Exercise materials START
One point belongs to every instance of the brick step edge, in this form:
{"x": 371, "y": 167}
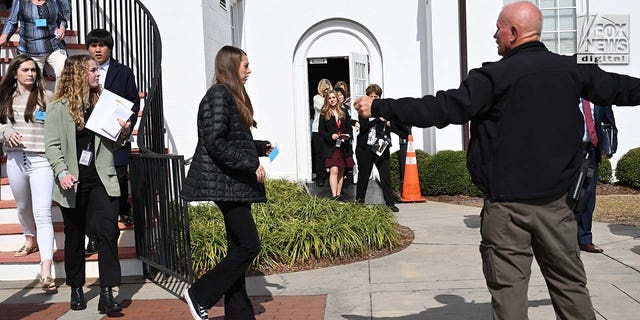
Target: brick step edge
{"x": 14, "y": 228}
{"x": 6, "y": 257}
{"x": 11, "y": 204}
{"x": 73, "y": 46}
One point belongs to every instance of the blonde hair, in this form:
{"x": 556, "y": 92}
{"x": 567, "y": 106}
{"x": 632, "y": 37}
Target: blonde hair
{"x": 9, "y": 86}
{"x": 373, "y": 88}
{"x": 73, "y": 87}
{"x": 227, "y": 65}
{"x": 322, "y": 85}
{"x": 343, "y": 85}
{"x": 326, "y": 108}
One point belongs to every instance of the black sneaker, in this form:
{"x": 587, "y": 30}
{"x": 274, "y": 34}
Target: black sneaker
{"x": 128, "y": 220}
{"x": 92, "y": 246}
{"x": 197, "y": 311}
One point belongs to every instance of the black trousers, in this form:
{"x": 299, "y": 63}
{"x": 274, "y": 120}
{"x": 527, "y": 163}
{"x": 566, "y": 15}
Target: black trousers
{"x": 318, "y": 157}
{"x": 228, "y": 277}
{"x": 123, "y": 208}
{"x": 123, "y": 181}
{"x": 94, "y": 199}
{"x": 366, "y": 159}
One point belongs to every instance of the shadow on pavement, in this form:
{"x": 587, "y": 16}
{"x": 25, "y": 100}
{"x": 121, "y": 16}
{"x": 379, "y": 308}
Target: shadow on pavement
{"x": 622, "y": 230}
{"x": 472, "y": 221}
{"x": 455, "y": 307}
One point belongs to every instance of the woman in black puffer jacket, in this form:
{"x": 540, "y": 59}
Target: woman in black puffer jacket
{"x": 226, "y": 170}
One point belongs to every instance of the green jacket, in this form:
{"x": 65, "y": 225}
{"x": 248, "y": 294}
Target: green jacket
{"x": 60, "y": 150}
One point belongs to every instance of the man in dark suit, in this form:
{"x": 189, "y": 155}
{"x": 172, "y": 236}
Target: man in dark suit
{"x": 118, "y": 79}
{"x": 605, "y": 145}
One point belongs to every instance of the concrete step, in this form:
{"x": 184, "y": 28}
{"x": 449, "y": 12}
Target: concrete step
{"x": 12, "y": 238}
{"x": 27, "y": 268}
{"x": 9, "y": 215}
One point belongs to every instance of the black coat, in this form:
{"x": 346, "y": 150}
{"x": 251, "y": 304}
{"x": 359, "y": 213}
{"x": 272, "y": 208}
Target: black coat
{"x": 327, "y": 127}
{"x": 120, "y": 81}
{"x": 226, "y": 158}
{"x": 365, "y": 125}
{"x": 526, "y": 128}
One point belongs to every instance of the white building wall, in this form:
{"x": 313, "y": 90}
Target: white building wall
{"x": 394, "y": 26}
{"x": 627, "y": 118}
{"x": 194, "y": 30}
{"x": 190, "y": 32}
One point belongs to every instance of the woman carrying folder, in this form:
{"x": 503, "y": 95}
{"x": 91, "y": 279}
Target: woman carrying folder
{"x": 23, "y": 101}
{"x": 82, "y": 162}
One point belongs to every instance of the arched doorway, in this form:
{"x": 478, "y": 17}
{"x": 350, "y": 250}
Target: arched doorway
{"x": 301, "y": 82}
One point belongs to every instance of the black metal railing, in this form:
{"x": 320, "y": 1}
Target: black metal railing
{"x": 161, "y": 216}
{"x": 137, "y": 44}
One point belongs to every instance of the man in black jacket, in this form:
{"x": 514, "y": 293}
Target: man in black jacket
{"x": 598, "y": 146}
{"x": 525, "y": 149}
{"x": 118, "y": 79}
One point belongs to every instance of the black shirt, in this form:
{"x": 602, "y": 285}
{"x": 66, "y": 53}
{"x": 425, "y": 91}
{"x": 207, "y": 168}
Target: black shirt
{"x": 85, "y": 140}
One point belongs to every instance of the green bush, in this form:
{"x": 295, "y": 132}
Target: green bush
{"x": 294, "y": 227}
{"x": 447, "y": 173}
{"x": 604, "y": 171}
{"x": 422, "y": 158}
{"x": 628, "y": 169}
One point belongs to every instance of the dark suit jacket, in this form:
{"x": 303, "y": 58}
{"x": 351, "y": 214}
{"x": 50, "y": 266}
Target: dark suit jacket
{"x": 120, "y": 81}
{"x": 601, "y": 116}
{"x": 365, "y": 125}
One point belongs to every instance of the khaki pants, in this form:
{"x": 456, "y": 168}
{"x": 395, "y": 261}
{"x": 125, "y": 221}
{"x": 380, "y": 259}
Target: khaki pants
{"x": 512, "y": 233}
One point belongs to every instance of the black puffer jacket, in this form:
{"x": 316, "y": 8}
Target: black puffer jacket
{"x": 226, "y": 158}
{"x": 526, "y": 129}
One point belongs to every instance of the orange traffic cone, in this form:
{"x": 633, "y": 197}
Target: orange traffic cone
{"x": 411, "y": 184}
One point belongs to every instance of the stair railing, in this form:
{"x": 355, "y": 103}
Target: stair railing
{"x": 160, "y": 216}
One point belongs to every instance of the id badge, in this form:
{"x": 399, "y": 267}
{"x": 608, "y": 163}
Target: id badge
{"x": 41, "y": 115}
{"x": 85, "y": 158}
{"x": 41, "y": 22}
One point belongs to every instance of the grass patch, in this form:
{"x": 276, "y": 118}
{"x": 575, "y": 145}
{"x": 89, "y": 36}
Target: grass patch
{"x": 296, "y": 228}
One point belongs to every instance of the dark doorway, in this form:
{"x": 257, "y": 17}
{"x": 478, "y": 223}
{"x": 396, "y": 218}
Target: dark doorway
{"x": 334, "y": 69}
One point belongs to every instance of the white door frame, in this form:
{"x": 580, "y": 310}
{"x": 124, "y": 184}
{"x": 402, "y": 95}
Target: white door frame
{"x": 301, "y": 85}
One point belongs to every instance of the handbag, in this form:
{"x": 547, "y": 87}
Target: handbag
{"x": 578, "y": 189}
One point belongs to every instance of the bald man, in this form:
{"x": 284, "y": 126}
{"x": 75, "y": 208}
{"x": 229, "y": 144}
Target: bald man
{"x": 524, "y": 153}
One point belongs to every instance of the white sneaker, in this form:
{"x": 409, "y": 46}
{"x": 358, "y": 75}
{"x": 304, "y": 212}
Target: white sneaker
{"x": 197, "y": 311}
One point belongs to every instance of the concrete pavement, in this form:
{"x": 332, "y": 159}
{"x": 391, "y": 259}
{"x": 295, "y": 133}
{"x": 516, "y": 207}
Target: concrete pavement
{"x": 439, "y": 276}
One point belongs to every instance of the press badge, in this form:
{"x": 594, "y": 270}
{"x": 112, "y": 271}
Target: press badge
{"x": 40, "y": 115}
{"x": 85, "y": 158}
{"x": 41, "y": 22}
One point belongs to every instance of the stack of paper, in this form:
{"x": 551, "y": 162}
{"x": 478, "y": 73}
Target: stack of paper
{"x": 104, "y": 117}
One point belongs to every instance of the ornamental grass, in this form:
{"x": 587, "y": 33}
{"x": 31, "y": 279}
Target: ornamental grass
{"x": 296, "y": 228}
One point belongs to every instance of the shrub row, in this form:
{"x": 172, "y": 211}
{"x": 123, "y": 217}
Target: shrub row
{"x": 628, "y": 169}
{"x": 444, "y": 173}
{"x": 295, "y": 227}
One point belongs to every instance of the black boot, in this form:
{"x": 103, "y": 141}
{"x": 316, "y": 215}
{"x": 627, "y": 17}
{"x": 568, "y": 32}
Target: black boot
{"x": 77, "y": 299}
{"x": 92, "y": 246}
{"x": 106, "y": 304}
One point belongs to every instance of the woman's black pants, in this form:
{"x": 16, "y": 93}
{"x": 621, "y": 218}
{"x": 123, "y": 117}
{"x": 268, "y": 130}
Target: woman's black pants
{"x": 228, "y": 277}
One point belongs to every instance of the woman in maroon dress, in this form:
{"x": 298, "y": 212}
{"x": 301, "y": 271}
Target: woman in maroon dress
{"x": 336, "y": 131}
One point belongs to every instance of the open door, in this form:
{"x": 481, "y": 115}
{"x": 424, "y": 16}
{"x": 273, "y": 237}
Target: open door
{"x": 359, "y": 80}
{"x": 358, "y": 74}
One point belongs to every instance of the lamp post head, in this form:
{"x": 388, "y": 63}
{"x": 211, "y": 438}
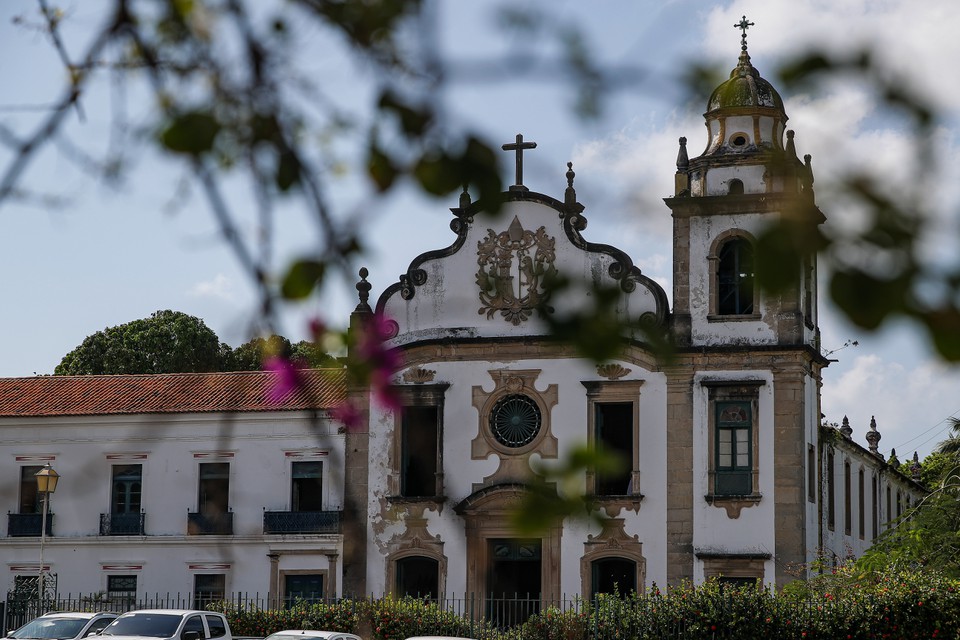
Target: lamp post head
{"x": 47, "y": 479}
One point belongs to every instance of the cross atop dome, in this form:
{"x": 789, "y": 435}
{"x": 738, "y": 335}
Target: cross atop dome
{"x": 743, "y": 25}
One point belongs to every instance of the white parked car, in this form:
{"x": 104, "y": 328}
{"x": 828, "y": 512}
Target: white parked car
{"x": 168, "y": 624}
{"x": 311, "y": 634}
{"x": 63, "y": 626}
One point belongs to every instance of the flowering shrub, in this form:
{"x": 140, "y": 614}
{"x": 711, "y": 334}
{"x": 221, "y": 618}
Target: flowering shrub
{"x": 894, "y": 604}
{"x": 344, "y": 615}
{"x": 392, "y": 619}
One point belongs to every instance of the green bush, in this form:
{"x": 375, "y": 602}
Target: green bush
{"x": 894, "y": 604}
{"x": 344, "y": 615}
{"x": 396, "y": 619}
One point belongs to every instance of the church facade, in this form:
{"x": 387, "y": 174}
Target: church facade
{"x": 196, "y": 484}
{"x": 723, "y": 460}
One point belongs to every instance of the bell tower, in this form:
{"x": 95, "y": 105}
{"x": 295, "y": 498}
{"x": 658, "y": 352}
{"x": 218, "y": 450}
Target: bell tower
{"x": 745, "y": 179}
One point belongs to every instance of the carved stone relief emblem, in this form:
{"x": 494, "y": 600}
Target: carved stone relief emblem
{"x": 516, "y": 268}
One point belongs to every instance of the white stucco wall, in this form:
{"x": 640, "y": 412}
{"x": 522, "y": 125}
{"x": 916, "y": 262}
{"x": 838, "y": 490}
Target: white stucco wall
{"x": 568, "y": 423}
{"x": 448, "y": 302}
{"x": 259, "y": 448}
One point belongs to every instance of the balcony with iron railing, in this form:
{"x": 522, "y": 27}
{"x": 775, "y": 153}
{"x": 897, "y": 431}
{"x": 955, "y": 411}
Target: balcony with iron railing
{"x": 27, "y": 524}
{"x": 279, "y": 522}
{"x": 122, "y": 524}
{"x": 207, "y": 524}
Exercise materials END
### Your task:
Nothing but the lines from the one containing "One point belongs to every instance of the balcony" to the end of the entries belongs in the answer, and each must match exactly.

### Result for this exercise:
One point belongs to every instance of the balcony with iron railing, in this form:
{"x": 522, "y": 27}
{"x": 775, "y": 153}
{"x": 897, "y": 431}
{"x": 955, "y": 411}
Target: balcony with iron railing
{"x": 27, "y": 524}
{"x": 279, "y": 522}
{"x": 122, "y": 524}
{"x": 207, "y": 524}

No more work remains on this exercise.